* Task prompt
Arrange the listing, starting at the line containing "Do you see any beige" and ending at the line containing "372, 23, 429, 64", as a two-column CSV with the headers label_text and boxes. Each row should pair one piece of text with the coordinates given after it, with every field in quotes and line breaks replaced by spaces.

(Entries for labeling with bounding boxes)

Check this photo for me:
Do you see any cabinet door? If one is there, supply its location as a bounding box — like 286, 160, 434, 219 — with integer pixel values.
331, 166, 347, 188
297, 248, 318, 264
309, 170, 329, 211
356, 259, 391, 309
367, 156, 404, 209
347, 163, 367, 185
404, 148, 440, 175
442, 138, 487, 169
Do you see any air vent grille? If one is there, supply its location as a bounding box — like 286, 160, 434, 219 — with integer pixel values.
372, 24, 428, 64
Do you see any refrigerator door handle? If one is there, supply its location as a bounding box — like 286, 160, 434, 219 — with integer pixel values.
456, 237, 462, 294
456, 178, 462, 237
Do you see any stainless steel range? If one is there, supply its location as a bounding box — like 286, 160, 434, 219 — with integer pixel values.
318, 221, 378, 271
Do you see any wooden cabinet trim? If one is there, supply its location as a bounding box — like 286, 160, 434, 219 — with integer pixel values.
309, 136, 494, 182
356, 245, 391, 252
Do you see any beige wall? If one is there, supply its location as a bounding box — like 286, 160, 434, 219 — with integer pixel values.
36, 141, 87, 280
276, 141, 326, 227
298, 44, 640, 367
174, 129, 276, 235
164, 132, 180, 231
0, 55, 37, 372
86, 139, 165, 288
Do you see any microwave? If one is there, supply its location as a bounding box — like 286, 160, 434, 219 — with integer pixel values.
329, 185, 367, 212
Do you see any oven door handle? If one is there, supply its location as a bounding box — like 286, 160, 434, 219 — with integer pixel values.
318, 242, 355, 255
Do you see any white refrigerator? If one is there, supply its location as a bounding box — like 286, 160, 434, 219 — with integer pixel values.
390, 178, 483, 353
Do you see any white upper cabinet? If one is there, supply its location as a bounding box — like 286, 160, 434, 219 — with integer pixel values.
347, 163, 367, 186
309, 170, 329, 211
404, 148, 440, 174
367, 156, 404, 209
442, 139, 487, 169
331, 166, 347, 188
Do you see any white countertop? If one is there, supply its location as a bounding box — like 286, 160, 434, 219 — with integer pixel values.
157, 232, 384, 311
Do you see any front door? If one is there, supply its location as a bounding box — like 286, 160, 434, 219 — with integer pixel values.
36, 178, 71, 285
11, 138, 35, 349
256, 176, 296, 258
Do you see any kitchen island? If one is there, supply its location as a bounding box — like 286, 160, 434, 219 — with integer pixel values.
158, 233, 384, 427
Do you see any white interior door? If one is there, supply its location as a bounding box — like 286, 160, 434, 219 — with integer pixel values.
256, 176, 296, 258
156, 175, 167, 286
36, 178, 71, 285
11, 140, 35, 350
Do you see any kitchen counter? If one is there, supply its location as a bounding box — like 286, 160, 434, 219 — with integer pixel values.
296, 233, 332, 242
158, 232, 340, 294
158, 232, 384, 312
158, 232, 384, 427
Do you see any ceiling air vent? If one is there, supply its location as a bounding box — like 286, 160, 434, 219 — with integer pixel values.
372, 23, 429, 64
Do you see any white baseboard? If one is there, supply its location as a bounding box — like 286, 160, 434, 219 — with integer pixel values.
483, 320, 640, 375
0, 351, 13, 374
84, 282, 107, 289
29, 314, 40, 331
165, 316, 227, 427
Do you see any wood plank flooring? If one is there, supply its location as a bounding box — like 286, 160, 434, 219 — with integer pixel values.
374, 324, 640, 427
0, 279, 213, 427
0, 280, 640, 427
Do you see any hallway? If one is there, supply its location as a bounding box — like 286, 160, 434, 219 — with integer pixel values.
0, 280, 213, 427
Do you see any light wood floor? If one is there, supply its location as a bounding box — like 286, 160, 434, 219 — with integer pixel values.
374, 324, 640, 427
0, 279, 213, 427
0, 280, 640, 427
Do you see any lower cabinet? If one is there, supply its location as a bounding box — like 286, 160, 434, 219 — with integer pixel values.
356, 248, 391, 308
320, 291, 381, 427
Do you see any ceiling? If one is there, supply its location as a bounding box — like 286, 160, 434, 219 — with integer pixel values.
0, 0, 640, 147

* Task solution
label_text,boxes
"Do you see any beige wall? If one is there, supply its location as a bounding box — like 286, 160, 434, 219 — with integer pixel values.","36, 141, 87, 280 276, 141, 326, 227 298, 44, 640, 367 174, 129, 276, 235 164, 132, 180, 231 0, 55, 37, 372 86, 139, 165, 288"
"Do you see any microwave? If one is there, supply its location as a bounding box — like 286, 160, 434, 219 — with integer pixel values.","329, 185, 367, 212"
"Do you see any oven door handle? If one is there, supply its location as a bounding box — like 286, 160, 434, 219 — with integer pixel values.","318, 242, 355, 255"
"Do you see any white refrigerator? If one is there, supply its location as a bounding box — like 286, 160, 434, 219 — with integer pixel values.","390, 178, 483, 353"
"Do you see any white upper cabinet? If one is there, supply its location as a bounding box — like 286, 160, 434, 219 — with integer pixel values.","347, 163, 367, 186 309, 170, 329, 211 404, 148, 440, 174 367, 156, 404, 209 442, 139, 487, 169 331, 166, 347, 188"
"Do you see any white countertop? If one is there, supply its location as a bounding box — like 286, 160, 434, 219 — with integer pixel values.","157, 232, 384, 311"
"Do you see any front door? If one is there, supply its location as a bounding box — like 286, 160, 434, 219 — with integer pixel values.","36, 178, 71, 285 11, 138, 35, 349 256, 176, 296, 258"
"Do you see any kitchen island? If one is there, supply its location as a bounding box — like 286, 160, 434, 219 — with integer pixel values.","158, 233, 384, 427"
"Do you see any white interior door? If one is there, supply its location as a bounding box — like 286, 160, 434, 219 — with integer pixel values.","256, 176, 296, 258 156, 175, 167, 286 36, 178, 71, 285 11, 140, 35, 350"
"Do you see any kitchen counter? If one is there, supply its location as a bounding box — like 286, 160, 434, 219 — with integer pixel values.","296, 233, 332, 242 158, 232, 340, 294 158, 232, 384, 312 158, 232, 384, 427"
"Do you see any ceiling air vent? If one is there, supply its location as a bounding box — like 286, 160, 434, 219 — with integer pixel values.","372, 23, 429, 64"